##### TEXTE EXTRAIT
Référence : 2005CCI744

Date : 20051129

Dossier : 2003‑2532(IT)I

ENTRE :

STUART BIRD,

appelant,

et

 

SA MAJESTÉ LA REINE,

intimée.

 

[TRADUCTION FRANCAISE OFFICIELLE]

 

MOTIFS DU JUGEMENT

 

La juge Lamarre

 

[1]   Les appels sont interjetés contre des cotisations établies par le ministre du Revenu national (le « ministre ») en vertu de la Loi de l’impôt sur le revenu (la « Loi ») pour les années d’imposition de l’appelant 1998, 1999 et 2000.

 

[2]   Au départ, l’appelant a retiré son appel pour l’année d’imposition 2000, car il n’avait pas déposé d’avis d’opposition relativement à cette année‑là comme l’exige le paragraphe 169(1) de la Loi pour qu’un avis d’appel soit valablement déposé.

 

[3]   En établissant à l’égard de l’appelant les cotisations pour les années d’imposition 1998 et 1999, le ministre a, entre autres choses, ajouté au revenu de l’appelant des montants de 21 526 $ et 14 048 $ comme avantages pour l’actionnaire selon le paragraphe 15(1) de la Loi. Ces « avantages pour l’actionnaire » correspondent d’après le ministre à des frais personnels de l’appelant qui ont été pris en charge par Renova Corporation Inc. (« Renova »), dont l’appelant est le propriétaire, le président et le seul actionnaire. Ces frais sont détaillés à l’annexe A, reproduite ci‑après, de la réponse à l’avis d’appel :

 

[TRADUCTION]

 

ANNEXE A

 

AVANTAGE D’ACTIONNAIRE FAISANT L’OBJET D’UNE COTISATION – FRAIS PERSONNELS

 

SELON LES AVIS DE COTISATION EN DATE DU 6 JUIN 2003

 

FRAIS

1998

1999

2000

De véhicule à moteur

  1 225 $

  1 355 $

    448 $

De repas et de représentation

  4 726 $

  2 725 $

 2 156 $

De déplacement

  3 274 $

  2 030 $

         0

De fournitures de bureau

     538 $

     687 $

         0

De kilométrage

  4 393 $

  5 750 $

 5 459 $

De stationnement

  1 309 $

     983 $

    950 $

D’acquisitions

  6 061 $

     518 $

         0

Total

21 526 $

14 048 $

 9 013 $

 

[4]     Mme Rajashree Narayan, vérificatrice à l’Agence des douanes et du revenu du Canada (« ADRC »), a témoigné afin d’expliquer pourquoi les montants correspondant aux frais susmentionnés ont été inclus dans le revenu de l’appelant comme avantages conférés à l’actionnaire.
##########
> _DÉTAILS DE LA TÂCHE_: Reformulez sous forme de liste le paragraphe du texte extrait qui commence par « En établissant à l'égard de l'appelant », en conservant ses faits principaux. Les lignes n'ont aucun rôle dans ce travail.
##### DONNÉES EXTRAITES
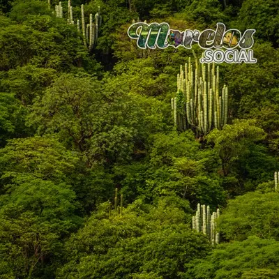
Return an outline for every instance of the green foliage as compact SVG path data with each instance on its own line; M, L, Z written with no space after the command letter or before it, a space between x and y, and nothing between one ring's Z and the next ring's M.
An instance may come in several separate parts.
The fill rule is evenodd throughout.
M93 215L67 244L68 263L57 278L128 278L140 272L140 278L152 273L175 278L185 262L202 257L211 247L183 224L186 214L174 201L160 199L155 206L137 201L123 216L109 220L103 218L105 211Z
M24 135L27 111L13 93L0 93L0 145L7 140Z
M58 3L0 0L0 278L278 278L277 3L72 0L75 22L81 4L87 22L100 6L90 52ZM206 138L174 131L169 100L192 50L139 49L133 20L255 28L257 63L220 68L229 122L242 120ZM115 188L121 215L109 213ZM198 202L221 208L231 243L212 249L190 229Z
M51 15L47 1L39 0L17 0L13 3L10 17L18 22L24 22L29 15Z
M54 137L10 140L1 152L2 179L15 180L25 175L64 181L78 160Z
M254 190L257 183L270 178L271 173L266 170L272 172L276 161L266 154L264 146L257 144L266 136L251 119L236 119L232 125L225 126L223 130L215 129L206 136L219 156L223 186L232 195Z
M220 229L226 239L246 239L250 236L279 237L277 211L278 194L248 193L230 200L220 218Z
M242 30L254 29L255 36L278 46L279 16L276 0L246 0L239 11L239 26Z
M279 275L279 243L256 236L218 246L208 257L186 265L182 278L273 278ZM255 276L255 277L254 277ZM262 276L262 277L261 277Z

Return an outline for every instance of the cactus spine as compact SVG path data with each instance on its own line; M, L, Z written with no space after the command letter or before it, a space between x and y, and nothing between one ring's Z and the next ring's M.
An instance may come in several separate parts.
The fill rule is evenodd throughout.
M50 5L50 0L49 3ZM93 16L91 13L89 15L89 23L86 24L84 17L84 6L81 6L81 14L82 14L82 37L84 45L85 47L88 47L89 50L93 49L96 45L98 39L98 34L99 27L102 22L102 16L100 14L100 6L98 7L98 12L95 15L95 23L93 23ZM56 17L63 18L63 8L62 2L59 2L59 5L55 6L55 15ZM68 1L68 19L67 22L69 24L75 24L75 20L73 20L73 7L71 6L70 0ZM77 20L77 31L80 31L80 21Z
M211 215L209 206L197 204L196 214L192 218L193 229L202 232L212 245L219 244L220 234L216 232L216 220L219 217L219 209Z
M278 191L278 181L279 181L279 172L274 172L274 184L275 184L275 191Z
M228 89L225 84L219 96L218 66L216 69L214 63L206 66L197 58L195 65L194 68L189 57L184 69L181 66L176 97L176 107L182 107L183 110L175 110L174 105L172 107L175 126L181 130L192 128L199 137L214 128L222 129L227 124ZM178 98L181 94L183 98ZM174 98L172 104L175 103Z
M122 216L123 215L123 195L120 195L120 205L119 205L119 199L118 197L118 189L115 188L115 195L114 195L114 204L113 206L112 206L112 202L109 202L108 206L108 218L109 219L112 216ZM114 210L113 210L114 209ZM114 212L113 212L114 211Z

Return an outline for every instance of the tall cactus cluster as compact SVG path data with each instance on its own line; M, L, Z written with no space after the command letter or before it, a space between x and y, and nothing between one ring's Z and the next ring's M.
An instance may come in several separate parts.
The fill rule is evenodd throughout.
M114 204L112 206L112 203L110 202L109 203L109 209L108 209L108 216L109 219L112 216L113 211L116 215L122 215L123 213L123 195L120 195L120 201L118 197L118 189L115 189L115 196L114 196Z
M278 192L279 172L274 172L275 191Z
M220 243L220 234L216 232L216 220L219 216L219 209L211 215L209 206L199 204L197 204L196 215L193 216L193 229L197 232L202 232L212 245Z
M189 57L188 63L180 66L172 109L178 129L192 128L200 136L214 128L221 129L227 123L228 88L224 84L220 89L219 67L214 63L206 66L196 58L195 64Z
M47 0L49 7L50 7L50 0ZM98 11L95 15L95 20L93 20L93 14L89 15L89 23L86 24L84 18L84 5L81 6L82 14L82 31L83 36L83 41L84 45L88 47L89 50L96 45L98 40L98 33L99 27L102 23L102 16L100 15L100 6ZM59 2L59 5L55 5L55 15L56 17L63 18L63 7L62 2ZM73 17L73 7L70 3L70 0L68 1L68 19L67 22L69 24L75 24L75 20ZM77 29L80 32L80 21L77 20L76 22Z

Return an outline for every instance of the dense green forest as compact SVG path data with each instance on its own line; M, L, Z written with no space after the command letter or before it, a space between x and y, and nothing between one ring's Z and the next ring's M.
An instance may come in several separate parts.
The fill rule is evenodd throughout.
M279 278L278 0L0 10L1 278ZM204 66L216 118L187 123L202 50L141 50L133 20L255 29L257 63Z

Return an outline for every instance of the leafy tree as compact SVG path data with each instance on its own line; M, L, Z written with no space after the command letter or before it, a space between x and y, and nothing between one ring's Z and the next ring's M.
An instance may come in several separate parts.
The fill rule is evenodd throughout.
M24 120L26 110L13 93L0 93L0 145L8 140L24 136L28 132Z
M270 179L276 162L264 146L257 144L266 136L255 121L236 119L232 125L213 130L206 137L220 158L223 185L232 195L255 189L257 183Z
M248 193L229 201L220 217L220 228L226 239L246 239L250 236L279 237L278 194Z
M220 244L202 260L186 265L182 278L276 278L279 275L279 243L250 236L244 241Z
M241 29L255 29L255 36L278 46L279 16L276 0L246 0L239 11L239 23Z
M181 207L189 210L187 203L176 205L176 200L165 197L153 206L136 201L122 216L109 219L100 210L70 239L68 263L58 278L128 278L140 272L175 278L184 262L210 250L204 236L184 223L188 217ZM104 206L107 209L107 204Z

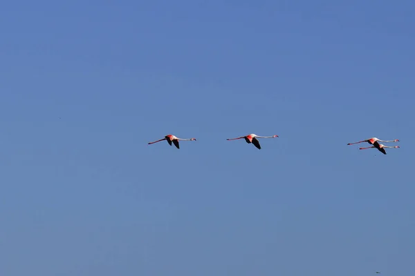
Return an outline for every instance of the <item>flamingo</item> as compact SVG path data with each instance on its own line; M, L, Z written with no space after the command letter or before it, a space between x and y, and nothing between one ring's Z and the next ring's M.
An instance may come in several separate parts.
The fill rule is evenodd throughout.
##########
> _RÉPONSE FINALE_:
- Pour les années d'imposition 1998 et 1999, le ministre a ajouté au revenu de l'appelant 21 526 $ et 14 048 $ comme avantages pour l'actionnaire, selon le paragraphe 15(1) de la Loi.
- D'après le ministre, ces montants correspondent à des frais personnels de l'appelant pris en charge par Renova Corporation Inc. (« Renova »).
- L'appelant est le propriétaire, le président et le seul actionnaire de Renova.
- Le détail de ces frais figure à l'annexe A de la réponse à l'avis d'appel.